### Selected extract
What are E2E communities and why are they important?
Employee-to-Employee (E2E) communities vary from company to company. IBM is an example of a company that supports initiatives to increase openness, ranging from their early adoption of wikis and blogs to the notion of jams and social network analysis. Today, many organizations are thinking about the impact of social networking, collaboration and sharing as a core part of their business. Cisco, for example, has been doing work in this area for years. Zappos not only lives this, but is also giving back through Zappos Insights. IBM, Cisco and Zappos are improving employee engagement and productivity through this transparent and open model that mirrors the consumer world in which they operate.
What is their purpose?
Most communities I’ve been involved with are structured around a problem that needs to be solved, such as a Community of Interest in a domain where members want to solve organizational, cultural or social problems through knowledge sharing and innovation. Today’s organizations have communities based around geographies, functions, roles, products – many different domains. It’s like a library: the more books on the shelf, the more possibilities available. While many of today’s communities encompass customer or prospect feedback, there is a great opportunity to connect these communities with online communities of employees.
What does it cost to create an E2E community?
It depends on the scope. If you have an existing infrastructure for online communities, you can invite your employees in while setting up an area which is private, for employees only. As with any project, it depends on how you structure it. I’ve seen success with a million dollar budget and several FTEs who travel the globe as a team offering educational training, research and connection services as well as community leadership workshops. This was for a billion dollar company that had a 20 person team. It’s important for executives to invest time in understanding the strategies around social computing guidelines and education.
Maintaining a community will depend on your community goals. Do you want a high value for the time relationship with each member? That could cost you 1 FTE aligned with every 70 members at $100K per person. Then scale the numbers accordingly.
What are some of the tangible benefits?

### Extracted entries
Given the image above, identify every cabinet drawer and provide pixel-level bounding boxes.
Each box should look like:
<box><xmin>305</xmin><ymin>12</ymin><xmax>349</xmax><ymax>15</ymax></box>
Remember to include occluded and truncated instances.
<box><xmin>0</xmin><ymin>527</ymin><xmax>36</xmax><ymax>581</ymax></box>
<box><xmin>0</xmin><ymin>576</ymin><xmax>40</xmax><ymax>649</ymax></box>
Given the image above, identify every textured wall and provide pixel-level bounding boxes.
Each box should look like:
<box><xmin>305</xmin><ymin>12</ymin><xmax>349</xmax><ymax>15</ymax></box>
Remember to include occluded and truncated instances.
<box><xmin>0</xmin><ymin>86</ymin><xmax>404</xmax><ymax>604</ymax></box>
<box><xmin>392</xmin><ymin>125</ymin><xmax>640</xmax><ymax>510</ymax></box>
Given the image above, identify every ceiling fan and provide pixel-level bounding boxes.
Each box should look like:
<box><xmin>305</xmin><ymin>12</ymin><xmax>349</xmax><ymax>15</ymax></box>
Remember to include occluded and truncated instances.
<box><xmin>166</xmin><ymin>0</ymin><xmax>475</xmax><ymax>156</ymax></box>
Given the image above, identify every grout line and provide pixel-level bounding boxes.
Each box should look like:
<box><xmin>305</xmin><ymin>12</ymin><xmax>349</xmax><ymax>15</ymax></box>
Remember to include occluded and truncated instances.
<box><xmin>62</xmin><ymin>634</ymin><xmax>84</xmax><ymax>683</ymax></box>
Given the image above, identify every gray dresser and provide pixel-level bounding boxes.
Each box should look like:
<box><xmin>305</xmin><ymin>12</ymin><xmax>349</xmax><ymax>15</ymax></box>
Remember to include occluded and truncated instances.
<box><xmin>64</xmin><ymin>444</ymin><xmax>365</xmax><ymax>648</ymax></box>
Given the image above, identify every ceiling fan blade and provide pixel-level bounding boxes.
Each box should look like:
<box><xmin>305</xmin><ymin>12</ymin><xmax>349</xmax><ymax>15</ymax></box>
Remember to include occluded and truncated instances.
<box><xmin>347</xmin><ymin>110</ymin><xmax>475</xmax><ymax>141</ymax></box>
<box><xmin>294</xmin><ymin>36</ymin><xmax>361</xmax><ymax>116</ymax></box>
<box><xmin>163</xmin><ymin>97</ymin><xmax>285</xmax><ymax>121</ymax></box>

### Task set
**A)** Convert the listing, from the line with "Given the image above, identify every ceiling fan blade" up to and including its last line, into a two-column CSV with the columns request and answer. Give one row per request, with each field in quotation marks and its line breaks replaced by spaces.
**B)** Carry on the text on employee-to-employee communities from the point where it stops.
The listing has no connection to the text on employee-to-employee communities.

### Answers per task
**A)**
request,answer
"Given the image above, identify every ceiling fan blade and provide pixel-level bounding boxes. Each box should look like: <box><xmin>305</xmin><ymin>12</ymin><xmax>349</xmax><ymax>15</ymax></box> Remember to include occluded and truncated instances.","<box><xmin>347</xmin><ymin>110</ymin><xmax>475</xmax><ymax>141</ymax></box> <box><xmin>294</xmin><ymin>36</ymin><xmax>361</xmax><ymax>116</ymax></box> <box><xmin>163</xmin><ymin>97</ymin><xmax>285</xmax><ymax>121</ymax></box>"

**B)**
If you invest in your customers and/or employees you will see increased commitment. If you are investing in an account relationship for your organization, the cost is minimal for 1FTE if you have a million dollar account. If your community managers spend time helping your accounts get familiar with existing resources, products or services, this could generate new revenue and help you to grow your business. It depends on the objective and focus of the community management role. How do you measure their success? Tie community manager activities to revenue, renewal or subscription rates, or add-on product sales. You could look at it from a customer satisfaction rating, etc. It depends on what business drivers you want to influence.
How do E2E communities compare to B2B and B2C communities?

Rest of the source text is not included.